大学教員のサイドでは将来構想委員会などで改革案づくりが行われており、学生たちの間でも「あり方懇」の独走に不安を覚える学生たちの集会が行われ、「あり方懇」メンバーへ手紙を送付しています。来る2月8日には、市大OBを中心に「市大の将来に期待する」というシンポジウムが開かれます。「あり方懇」側の情報だけでなく、「あり方懇」をめぐるこうした動きについても目配りをしていただきたかったと思います。

 

[4] 横浜市民に対して多大な影響力を持つマスメディアとしての貴社が、客観的かつ正確な報道を志すならば、「あり方懇」の報告を鵜呑みにするのではなく、事実関係を精査し、関連諸機関、人々などに広く取材して報道すべきであったと考えます。わたくしたちはこの点で貴社の報道が不十分であったということをたいへん遺憾に思います。

「あり方懇」の最終答申が来月中には出される予定になっており、貴社においても今後、これに関連した報道をされることと思います。その際にはこのような轍を踏まれることのないよう要望いたします。

────────────────────────────────────────

= 演習問題 =
1 > 「あり方懇」に関する文章によると、2月8日に開かれるシンポジウムの名称は何か。
2 > 「あり方懇」に関する文章を、最後の一文の後から書き継いでください。

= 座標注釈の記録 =
────────────────────────────────────────

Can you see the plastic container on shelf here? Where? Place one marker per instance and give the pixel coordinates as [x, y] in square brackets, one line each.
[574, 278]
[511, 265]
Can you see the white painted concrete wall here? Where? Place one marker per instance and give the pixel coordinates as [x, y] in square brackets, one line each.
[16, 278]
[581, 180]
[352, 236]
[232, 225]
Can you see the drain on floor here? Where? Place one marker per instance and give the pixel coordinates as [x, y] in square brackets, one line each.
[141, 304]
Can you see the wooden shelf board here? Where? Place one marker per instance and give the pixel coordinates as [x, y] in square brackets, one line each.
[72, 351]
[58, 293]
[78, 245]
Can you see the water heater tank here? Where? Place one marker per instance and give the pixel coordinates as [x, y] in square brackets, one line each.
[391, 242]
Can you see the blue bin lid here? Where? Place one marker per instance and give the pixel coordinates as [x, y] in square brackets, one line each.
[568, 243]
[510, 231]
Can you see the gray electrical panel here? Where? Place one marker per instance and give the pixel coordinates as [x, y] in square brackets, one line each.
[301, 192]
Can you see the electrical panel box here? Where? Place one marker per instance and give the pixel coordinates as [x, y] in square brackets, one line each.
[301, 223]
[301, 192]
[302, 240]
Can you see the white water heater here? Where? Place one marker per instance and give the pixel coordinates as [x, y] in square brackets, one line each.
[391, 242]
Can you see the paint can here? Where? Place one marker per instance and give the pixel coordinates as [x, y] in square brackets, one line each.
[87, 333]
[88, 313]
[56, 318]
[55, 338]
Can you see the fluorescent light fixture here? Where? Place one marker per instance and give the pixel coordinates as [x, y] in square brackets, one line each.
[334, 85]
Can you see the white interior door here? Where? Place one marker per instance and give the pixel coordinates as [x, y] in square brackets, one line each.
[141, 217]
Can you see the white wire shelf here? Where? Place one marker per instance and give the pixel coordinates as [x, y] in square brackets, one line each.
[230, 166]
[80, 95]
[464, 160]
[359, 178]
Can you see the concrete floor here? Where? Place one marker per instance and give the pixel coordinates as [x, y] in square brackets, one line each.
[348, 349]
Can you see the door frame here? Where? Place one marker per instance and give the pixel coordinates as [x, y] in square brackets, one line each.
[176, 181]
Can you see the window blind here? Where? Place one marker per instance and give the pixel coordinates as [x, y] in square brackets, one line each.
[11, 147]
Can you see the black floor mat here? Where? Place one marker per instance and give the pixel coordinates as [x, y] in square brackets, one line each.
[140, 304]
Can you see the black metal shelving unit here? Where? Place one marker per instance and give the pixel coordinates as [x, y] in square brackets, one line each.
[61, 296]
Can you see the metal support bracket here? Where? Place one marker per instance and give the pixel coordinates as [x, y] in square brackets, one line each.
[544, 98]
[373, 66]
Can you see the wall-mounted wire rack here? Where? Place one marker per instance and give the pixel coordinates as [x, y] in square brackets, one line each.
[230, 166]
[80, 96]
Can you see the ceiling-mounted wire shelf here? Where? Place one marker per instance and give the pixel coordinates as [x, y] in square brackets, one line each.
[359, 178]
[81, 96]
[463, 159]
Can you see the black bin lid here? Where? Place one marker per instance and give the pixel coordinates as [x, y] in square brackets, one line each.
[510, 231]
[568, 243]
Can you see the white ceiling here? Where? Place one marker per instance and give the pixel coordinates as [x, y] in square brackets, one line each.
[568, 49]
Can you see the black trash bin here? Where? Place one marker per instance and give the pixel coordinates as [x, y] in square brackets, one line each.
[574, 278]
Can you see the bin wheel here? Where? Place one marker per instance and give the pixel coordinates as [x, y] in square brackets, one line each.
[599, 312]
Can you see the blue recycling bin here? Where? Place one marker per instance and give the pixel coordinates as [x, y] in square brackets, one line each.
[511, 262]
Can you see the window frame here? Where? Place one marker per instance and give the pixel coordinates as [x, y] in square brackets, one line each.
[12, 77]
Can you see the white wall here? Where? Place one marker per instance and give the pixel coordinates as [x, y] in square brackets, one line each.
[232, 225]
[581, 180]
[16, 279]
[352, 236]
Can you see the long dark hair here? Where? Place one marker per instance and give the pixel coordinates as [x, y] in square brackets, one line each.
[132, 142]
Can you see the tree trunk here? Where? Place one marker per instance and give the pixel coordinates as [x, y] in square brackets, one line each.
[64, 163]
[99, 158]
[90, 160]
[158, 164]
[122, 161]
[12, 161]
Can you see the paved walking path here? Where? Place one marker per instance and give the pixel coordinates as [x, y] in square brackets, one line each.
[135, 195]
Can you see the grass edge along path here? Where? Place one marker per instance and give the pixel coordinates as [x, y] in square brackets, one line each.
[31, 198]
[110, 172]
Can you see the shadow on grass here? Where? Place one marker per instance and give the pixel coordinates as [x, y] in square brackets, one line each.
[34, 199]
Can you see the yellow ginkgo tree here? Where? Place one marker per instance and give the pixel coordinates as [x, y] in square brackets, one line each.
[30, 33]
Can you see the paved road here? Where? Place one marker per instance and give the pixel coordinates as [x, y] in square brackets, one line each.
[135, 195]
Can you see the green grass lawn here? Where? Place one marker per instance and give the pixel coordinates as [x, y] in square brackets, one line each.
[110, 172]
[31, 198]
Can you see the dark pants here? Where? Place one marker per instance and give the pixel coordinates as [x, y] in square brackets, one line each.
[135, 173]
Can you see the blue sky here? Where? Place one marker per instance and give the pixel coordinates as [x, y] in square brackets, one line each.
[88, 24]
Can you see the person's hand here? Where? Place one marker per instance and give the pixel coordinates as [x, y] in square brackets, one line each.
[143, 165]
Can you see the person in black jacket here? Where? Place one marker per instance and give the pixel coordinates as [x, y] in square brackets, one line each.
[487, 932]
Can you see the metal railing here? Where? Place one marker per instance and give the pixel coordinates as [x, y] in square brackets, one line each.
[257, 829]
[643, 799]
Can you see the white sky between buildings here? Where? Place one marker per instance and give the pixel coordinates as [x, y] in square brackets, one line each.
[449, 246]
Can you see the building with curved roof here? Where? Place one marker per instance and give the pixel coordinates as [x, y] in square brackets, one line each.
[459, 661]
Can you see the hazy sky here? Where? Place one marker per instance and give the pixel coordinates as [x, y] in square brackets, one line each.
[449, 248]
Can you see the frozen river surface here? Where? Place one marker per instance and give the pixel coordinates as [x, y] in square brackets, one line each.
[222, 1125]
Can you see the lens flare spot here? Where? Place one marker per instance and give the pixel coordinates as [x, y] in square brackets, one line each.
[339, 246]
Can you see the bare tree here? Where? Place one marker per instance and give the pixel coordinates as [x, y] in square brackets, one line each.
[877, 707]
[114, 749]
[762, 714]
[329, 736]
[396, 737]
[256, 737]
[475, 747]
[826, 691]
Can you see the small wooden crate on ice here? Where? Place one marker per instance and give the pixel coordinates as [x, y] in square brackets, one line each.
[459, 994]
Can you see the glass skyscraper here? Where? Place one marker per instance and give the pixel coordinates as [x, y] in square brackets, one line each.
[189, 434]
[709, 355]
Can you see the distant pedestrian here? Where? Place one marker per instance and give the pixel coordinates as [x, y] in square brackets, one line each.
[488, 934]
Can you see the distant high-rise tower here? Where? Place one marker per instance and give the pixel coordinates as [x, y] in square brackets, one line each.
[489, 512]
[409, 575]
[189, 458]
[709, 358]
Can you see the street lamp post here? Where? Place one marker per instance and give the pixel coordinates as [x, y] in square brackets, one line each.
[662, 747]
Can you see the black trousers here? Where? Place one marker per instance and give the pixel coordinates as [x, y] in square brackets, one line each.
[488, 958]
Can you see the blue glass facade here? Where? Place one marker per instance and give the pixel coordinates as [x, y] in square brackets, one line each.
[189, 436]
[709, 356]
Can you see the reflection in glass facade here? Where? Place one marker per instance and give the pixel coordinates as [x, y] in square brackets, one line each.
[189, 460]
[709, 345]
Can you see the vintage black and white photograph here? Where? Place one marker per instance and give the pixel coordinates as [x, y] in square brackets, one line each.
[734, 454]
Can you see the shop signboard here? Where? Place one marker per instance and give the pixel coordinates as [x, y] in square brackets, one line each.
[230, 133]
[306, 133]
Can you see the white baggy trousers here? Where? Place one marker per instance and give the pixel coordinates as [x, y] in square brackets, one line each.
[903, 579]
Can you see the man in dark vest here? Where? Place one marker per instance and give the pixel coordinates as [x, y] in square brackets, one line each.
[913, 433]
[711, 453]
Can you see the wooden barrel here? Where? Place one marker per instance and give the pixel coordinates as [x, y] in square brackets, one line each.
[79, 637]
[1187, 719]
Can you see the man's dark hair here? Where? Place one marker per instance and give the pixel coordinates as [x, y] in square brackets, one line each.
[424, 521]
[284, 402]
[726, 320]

────────────────────────────────────────

= 各問の解答 =
1 > 「市大の将来に期待する」

2 >
 

その意味でも同封いたしました資料をぜひ参考にしていただきたく思います。私たちも横浜市民に理解され、愛される大学をめざして努力していきたいと思っています。

なおこの「意思表明と要望」について何らかのご回答をいただければ幸いです。

 最後になりましたが、貴社のご発展と一層のご活躍を祈念いたします。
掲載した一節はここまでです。